• [DOCUMENT EXTRACT]:
◇ ◇ ◇
Updated: May 14, 2019
Altum angelfish are by far the most impressive species of angelfish. The largest of the species, their finnage and size make them beautiful fish in any aquarium. Pterophyllum altum is a difficult species to breed, with most fish in the hobby being wild-caught. If you're considering importing them directly from a supplier, here's what you need to do to ensure their survival.
A ton of variables, be prepared
When I ran a fish store in Canada, shipments from South America always came in rough. The fish were typically in the bag for nearly 72 hours, having been held up at customs for extra screening. D.O.A's were high, and the fish that survived needed 1-2 weeks being nursed back to health. Altum angelfish are especially fragile in transport. They say that for every wild-caught altum angelfish you see in the hobby, ten have died. I believe it, and this is why I suggest strongly you try to find F1 or F2 altums. These tips are for wild-caught altums coming in from South America, but can act as a reference for people receiving acclimated altums as well.
Communicate with the supplier
There are a few important things to know from the supplier when ordering altums:
How long the fish have been at the shipping facility
What are the #waterconditions that the fish are being kept in at the facility
The packing/shipping date of the fish
An altum's journey to your fish tank can be lengthy. These fish are typically captured in remote areas of the #amazon that are difficult to access and can spend 1-2 days in a bag in transport to the supplier's facility. Just making it through this part of the journey is stressful enough for the fish, and suppliers are more concerned with shipping than with care.
◇ ◇ ◇
• [WORK INSTRUCTION A]:
From the altum angelfish article, extract the passage that begins at the words "Updated: May 14, 2019" and stops after "ensure their survival.", copying it word for word.
• [WORK INSTRUCTION B]:
According to the altum angelfish article, how long were fish from South America typically in the bag when shipments reached the author's store in Canada?
• [WORK INSTRUCTION C]:
Summarize the altum angelfish article in two sentences.
The lines that follow bear no relation to the altum angelfish article.
◇ ◇ ◇
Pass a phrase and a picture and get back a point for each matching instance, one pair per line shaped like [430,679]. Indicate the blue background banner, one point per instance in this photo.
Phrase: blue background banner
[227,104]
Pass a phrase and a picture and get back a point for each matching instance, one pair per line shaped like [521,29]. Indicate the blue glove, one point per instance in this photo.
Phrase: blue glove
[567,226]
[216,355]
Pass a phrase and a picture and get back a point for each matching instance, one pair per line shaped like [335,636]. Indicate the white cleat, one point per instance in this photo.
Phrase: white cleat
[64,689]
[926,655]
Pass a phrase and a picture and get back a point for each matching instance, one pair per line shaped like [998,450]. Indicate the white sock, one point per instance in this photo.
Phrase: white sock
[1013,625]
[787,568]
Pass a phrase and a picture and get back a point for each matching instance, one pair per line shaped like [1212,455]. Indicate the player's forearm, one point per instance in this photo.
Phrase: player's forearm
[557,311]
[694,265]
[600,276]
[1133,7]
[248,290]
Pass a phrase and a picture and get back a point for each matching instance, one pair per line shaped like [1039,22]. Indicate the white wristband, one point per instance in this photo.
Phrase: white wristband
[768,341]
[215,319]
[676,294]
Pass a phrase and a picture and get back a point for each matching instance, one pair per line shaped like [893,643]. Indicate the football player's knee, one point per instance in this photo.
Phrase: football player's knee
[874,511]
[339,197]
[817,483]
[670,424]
◇ ◇ ◇
• [ANSWER SECTION A]:
Updated: May 14, 2019
Altum angelfish are by far the most impressive species of angelfish. The largest of the species, their finnage and size make them beautiful fish in any aquarium. Pterophyllum altum is a difficult species to breed, with most fish in the hobby being wild-caught. If you're considering importing them directly from a supplier, here's what you need to do to ensure their survival.

• [ANSWER SECTION B]:
Nearly 72 hours, having been held up at customs for extra screening.

• [ANSWER SECTION C]:
Altum angelfish, the largest and most impressive angelfish, are difficult to breed, so most in the hobby are wild-caught and especially fragile in transport, which is why F1 or F2 altums are strongly suggested. Anyone ordering them should ask the supplier how long the fish have been at the shipping facility, what water conditions they are kept in there and their packing/shipping date, because their journey from remote areas of the Amazon is lengthy and stressful.